- _Problem description_: Revise the part of the condition number question that starts with "Since $f$ is" and ends with "is my mistake?", changing "answer key" to "textbook".

- _Source passage_:

=====

Since $f$ is continuously differentiable, we can use the characterisation: $$ \kappa_1(f) := \frac{\| f'(x,y) \|_1 \| (x,y) \|_1}{\| f(x,y) \|_1} $$ Now, $f'(x,y) = e^{4x^2} \begin{pmatrix}8xy & 1\end{pmatrix}$. For matrices $A$, we have $\| A \|_1 := \max_{i \in \{1, \ldots, n\}} \sum_{j = 1}^{m} | a_{i,j} |$ and for vectors $v$ $\| v \|_1 = \sum_{I = 1}^{n} |v_i|$, therefore I got $$ \kappa_1(f) = \frac{\left(e^{4x^2} \cdot \max(8 |xy|, 1)\right) \cdot \max(|x|, |y|)}{e^{4x^2} |y|} = \frac{\max(8 |xy|, 1) \cdot \max(|x|, |y|)}{|y|}, $$ but the answer key suggests $\kappa_1(f) = \max(1, 8x^2)$. What is my mistake?

=====

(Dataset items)

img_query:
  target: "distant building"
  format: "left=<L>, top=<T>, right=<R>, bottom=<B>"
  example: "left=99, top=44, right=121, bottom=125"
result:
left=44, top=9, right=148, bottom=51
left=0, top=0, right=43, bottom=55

=====

- _Worked solution_:
Since $f$ is continuously differentiable, we can use the characterisation: $$ \kappa_1(f) := \frac{\| f'(x,y) \|_1 \| (x,y) \|_1}{\| f(x,y) \|_1} $$ Now, $f'(x,y) = e^{4x^2} \begin{pmatrix}8xy & 1\end{pmatrix}$. For matrices $A$, we have $\| A \|_1 := \max_{i \in \{1, \ldots, n\}} \sum_{j = 1}^{m} | a_{i,j} |$ and for vectors $v$ $\| v \|_1 = \sum_{I = 1}^{n} |v_i|$, therefore I got $$ \kappa_1(f) = \frac{\left(e^{4x^2} \cdot \max(8 |xy|, 1)\right) \cdot \max(|x|, |y|)}{e^{4x^2} |y|} = \frac{\max(8 |xy|, 1) \cdot \max(|x|, |y|)}{|y|}, $$ but the textbook suggests $\kappa_1(f) = \max(1, 8x^2)$. What is my mistake?